Replace "drop a marker" with "place a pin" in every one of the rows below and reproduce them otherwise unchanged.

*ROWS*.
— begin —

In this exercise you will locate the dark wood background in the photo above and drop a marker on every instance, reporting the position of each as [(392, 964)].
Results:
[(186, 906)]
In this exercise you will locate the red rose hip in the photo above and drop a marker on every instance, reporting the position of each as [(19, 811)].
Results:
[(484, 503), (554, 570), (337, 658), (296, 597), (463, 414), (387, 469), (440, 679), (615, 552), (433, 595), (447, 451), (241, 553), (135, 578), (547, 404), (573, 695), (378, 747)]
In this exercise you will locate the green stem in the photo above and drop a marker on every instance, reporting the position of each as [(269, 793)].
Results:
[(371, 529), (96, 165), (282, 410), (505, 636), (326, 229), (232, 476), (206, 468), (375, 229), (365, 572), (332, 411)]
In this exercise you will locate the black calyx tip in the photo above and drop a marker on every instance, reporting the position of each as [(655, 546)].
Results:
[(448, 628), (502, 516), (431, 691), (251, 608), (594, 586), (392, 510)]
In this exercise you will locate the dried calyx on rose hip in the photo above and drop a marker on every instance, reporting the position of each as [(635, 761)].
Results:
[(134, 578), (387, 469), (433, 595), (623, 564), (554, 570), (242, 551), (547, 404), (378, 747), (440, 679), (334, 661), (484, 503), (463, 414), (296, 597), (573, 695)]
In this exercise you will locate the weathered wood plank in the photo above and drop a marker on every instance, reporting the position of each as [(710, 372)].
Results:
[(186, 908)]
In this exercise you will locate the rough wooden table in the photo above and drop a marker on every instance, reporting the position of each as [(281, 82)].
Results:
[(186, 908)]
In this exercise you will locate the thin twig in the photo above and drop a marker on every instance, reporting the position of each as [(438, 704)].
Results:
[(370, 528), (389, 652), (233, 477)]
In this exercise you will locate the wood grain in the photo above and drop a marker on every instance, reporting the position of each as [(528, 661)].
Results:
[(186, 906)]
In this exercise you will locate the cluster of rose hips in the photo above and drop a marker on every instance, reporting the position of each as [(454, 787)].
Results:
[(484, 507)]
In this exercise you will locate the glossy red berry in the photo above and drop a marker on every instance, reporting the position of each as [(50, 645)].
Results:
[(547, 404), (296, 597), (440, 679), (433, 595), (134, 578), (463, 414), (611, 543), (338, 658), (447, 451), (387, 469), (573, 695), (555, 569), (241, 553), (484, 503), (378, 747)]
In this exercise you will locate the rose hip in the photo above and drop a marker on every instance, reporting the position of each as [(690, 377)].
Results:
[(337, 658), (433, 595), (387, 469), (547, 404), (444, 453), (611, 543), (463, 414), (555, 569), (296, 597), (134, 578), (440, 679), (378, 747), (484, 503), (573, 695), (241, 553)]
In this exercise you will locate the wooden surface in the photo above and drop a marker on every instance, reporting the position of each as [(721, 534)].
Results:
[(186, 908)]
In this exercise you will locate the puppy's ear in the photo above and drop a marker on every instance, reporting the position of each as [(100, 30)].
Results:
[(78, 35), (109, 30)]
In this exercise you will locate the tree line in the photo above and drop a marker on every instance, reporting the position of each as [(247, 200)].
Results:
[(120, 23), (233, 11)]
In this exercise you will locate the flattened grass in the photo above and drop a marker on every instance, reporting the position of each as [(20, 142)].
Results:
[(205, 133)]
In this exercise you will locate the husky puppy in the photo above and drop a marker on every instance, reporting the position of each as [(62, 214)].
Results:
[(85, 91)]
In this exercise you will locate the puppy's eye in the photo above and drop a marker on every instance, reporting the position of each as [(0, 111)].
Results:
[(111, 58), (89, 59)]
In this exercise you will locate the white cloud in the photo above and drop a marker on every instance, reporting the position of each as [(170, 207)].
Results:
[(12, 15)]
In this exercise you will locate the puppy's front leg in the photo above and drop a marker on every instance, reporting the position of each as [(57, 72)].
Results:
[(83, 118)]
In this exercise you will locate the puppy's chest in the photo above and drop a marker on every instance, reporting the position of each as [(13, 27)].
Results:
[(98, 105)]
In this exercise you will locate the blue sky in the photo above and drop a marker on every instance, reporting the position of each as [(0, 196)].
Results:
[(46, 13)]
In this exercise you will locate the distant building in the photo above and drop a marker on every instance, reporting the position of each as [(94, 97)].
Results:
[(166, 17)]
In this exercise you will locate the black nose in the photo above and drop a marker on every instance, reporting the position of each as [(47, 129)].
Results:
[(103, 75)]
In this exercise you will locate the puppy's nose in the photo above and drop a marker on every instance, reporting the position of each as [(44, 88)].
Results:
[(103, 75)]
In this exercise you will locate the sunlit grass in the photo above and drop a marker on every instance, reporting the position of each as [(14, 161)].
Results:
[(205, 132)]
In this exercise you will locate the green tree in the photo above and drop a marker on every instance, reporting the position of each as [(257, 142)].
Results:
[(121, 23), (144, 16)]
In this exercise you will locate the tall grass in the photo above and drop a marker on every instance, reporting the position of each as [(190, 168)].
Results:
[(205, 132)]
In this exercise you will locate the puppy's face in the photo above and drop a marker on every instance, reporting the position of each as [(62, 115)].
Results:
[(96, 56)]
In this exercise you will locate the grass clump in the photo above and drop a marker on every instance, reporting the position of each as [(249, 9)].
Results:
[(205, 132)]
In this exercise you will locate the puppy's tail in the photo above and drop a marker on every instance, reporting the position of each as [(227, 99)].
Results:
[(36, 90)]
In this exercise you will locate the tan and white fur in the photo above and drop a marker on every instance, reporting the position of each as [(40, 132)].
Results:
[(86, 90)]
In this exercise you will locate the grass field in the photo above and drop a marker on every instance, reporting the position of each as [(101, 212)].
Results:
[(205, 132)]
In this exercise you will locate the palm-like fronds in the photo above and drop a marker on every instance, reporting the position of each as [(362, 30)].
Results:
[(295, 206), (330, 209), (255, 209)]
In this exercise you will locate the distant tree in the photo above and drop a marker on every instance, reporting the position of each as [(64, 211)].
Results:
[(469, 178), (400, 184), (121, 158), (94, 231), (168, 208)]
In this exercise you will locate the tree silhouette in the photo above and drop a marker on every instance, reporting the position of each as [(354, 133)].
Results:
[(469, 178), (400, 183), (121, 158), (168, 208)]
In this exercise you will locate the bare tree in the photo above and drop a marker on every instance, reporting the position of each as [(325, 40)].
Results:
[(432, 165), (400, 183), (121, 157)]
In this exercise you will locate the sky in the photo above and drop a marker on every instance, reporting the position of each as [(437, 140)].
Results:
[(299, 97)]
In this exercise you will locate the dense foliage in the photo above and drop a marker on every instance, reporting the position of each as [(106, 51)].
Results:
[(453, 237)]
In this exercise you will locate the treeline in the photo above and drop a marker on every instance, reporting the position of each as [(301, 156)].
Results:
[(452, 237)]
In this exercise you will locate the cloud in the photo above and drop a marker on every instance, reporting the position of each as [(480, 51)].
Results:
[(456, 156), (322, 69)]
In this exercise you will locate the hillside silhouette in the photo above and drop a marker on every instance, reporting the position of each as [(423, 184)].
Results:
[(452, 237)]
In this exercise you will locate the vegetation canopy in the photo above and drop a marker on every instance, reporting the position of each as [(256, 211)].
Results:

— end —

*CORRECT ANSWER*.
In this exercise you will locate the dark wood background in the photo above and place a pin on every instance, reporting the position of each as [(392, 964)].
Results:
[(186, 906)]
In this exercise you will locate the red rose hip in the photo above and place a pin on every instance, reporting the position of each as [(19, 811)].
Results:
[(484, 503), (554, 570), (337, 658), (296, 597), (463, 414), (387, 469), (440, 679), (615, 552), (433, 595), (447, 451), (241, 553), (135, 578), (547, 404), (573, 695), (378, 747)]
In this exercise you will locate the green stem in the photo above and place a pin on every instance, reporting the position of each as [(269, 793)].
Results:
[(371, 529), (96, 165), (282, 410), (505, 636), (326, 229), (232, 476), (206, 468), (375, 229), (365, 572), (332, 411)]
In this exercise you will locate the black calyx tip in the photo above and place a pin on every instance, reporting the position of each as [(655, 546)].
Results:
[(448, 628), (502, 516), (431, 691), (251, 608), (594, 586), (392, 510)]
In this exercise you will locate the dried calyx on rose hip in the photo above and place a pin on every instance, reporting the position of each as [(635, 761)].
Results:
[(134, 578), (387, 469), (433, 595), (623, 564), (554, 570), (242, 551), (547, 404), (378, 747), (440, 679), (334, 661), (484, 503), (463, 414), (296, 597), (573, 695)]
In this exercise you will locate the weathered wood plank in the photo above and place a pin on every instance, reporting the position of each as [(710, 372)].
Results:
[(186, 908)]
In this exercise you will locate the rough wooden table in the photo above and place a pin on every instance, reporting the position of each as [(281, 82)].
Results:
[(186, 908)]
In this exercise you will locate the thin twig in the photo above and place a pin on every instance, reporting the position of each as [(438, 704)].
Results:
[(370, 528), (389, 652), (233, 477)]
In this exercise you will locate the wood grain in the photo above and place a pin on every instance, reporting the position of each as [(528, 661)].
Results:
[(186, 906)]
In this exercise you will locate the cluster of rose hips in the photo above and place a pin on every instance, reporting the position of each as [(454, 787)].
Results:
[(484, 507)]
In this exercise you will locate the glossy red berry in the photo above and place a pin on every instance, reporting the position of each as [(50, 645)].
Results:
[(547, 404), (296, 597), (440, 679), (433, 595), (134, 578), (463, 414), (611, 543), (338, 658), (447, 451), (387, 469), (573, 695), (555, 569), (241, 553), (484, 503), (378, 747)]
In this exercise you will locate the rose hip in the photo above and place a pin on every instance, reporting the position of each as [(690, 377)].
Results:
[(337, 658), (433, 595), (387, 469), (547, 404), (444, 453), (611, 543), (463, 414), (555, 569), (296, 597), (134, 578), (440, 679), (378, 747), (484, 503), (573, 695), (241, 553)]
In this exercise you will locate the wooden surface in the photo above and place a pin on every instance, reporting the position of each as [(721, 534)].
Results:
[(186, 908)]
In this exercise you will locate the puppy's ear in the photo above and place a pin on every instance, reporting the position of each as [(100, 30)].
Results:
[(78, 35), (109, 30)]
In this exercise you will locate the tree line in the photo above and place a pin on every instance, reporting the position of each as [(247, 200)].
Results:
[(120, 23), (233, 11)]
In this exercise you will locate the flattened grass in the photo above and place a pin on every instance, reporting the position of each as [(20, 142)].
Results:
[(205, 133)]
In this exercise you will locate the husky puppy in the photo above and place a pin on every instance, reporting the position of each as [(62, 214)].
Results:
[(85, 91)]
In this exercise you will locate the puppy's eye in the photo above and place a pin on every instance, reporting the position of each as [(0, 111)].
Results:
[(111, 58), (89, 59)]
In this exercise you will locate the white cloud in the photo above and place a pin on every instance, reporting the position of each as [(170, 207)].
Results:
[(12, 15)]
In this exercise you will locate the puppy's front leg in the photo above and place a pin on every instance, reporting the position of each as [(57, 72)].
Results:
[(83, 118)]
In this exercise you will locate the puppy's chest in the photo above and place a pin on every instance, reporting the position of each as [(13, 27)].
Results:
[(98, 105)]
In this exercise you will locate the blue sky in the photo above and place a pin on every instance, reporting the position of each as [(0, 196)].
Results:
[(46, 13)]
In this exercise you will locate the distant building in the photo above and place a pin on every instance, reporting the position of each as [(94, 97)].
Results:
[(166, 17)]
In this exercise you will locate the black nose in the photo above and place a pin on every instance, reporting the position of each as [(47, 129)].
Results:
[(103, 75)]
In this exercise you will locate the puppy's nose in the photo above and place a pin on every instance, reporting the position of each as [(44, 88)].
Results:
[(103, 75)]
In this exercise you will locate the sunlit grass in the photo above and place a pin on every instance, reporting the position of each as [(14, 161)].
Results:
[(205, 132)]
In this exercise you will locate the green tree in the photo above and place a pin on every instance, reporting the position of each as [(257, 142)].
Results:
[(121, 23), (144, 16)]
In this exercise you will locate the tall grass in the photo above and place a pin on every instance, reporting the position of each as [(190, 168)].
Results:
[(205, 132)]
In this exercise you will locate the puppy's face in the photo above and place a pin on every instance, reporting the position of each as [(62, 115)].
Results:
[(96, 56)]
In this exercise you will locate the grass clump in the photo above and place a pin on every instance, reporting the position of each as [(249, 9)].
Results:
[(205, 132)]
In this exercise you will locate the puppy's tail in the photo above and place a pin on every instance, reporting the position of each as [(227, 99)].
Results:
[(36, 90)]
In this exercise you will locate the tan and white fur in the photo above and place a pin on every instance, reporting the position of each as [(40, 132)].
Results:
[(86, 90)]
In this exercise you will locate the grass field in the photo above and place a pin on every instance, reporting the position of each as [(101, 212)].
Results:
[(205, 132)]
In this exercise you will locate the palm-like fronds in the photo above and place a pin on every instance, reporting the position of each as [(362, 30)].
Results:
[(295, 206), (330, 209), (255, 209)]
In this exercise you will locate the distant tree in the photo above and place a pin on every instance, reporting the position of each as [(64, 211)].
Results:
[(469, 178), (400, 184), (121, 158), (94, 231), (168, 208)]
In this exercise you will locate the tree silhouette in the photo above and place a pin on every instance, reporting the position of each as [(354, 133)].
Results:
[(469, 178), (400, 183), (121, 158), (168, 208)]
In this exercise you will locate the bare tree in the photo above and place a pin on every instance, reporting the position of each as [(325, 40)].
Results:
[(432, 165), (400, 183), (121, 157)]
In this exercise you will locate the sky in the photo above and place a pin on every instance, reporting the position of each as [(437, 140)].
Results:
[(299, 97)]
In this exercise you will locate the dense foliage in the photo above and place a pin on every instance, reporting the position of each as [(106, 51)].
Results:
[(453, 237)]
In this exercise you will locate the treeline in the photo above and place a pin on every instance, reporting the position of each as [(301, 156)].
Results:
[(452, 237)]
In this exercise you will locate the cloud in the photo above and place a pin on every instance, reporting the position of each as [(480, 51)].
Results:
[(456, 156), (322, 69)]
In this exercise you will locate the hillside silhouette in the photo above and place a pin on every instance, reporting the position of each as [(423, 184)].
Results:
[(452, 237)]
In this exercise you will locate the vegetation canopy in the photo above and place a pin on every instance, reporting the position of each as [(256, 211)].
Results:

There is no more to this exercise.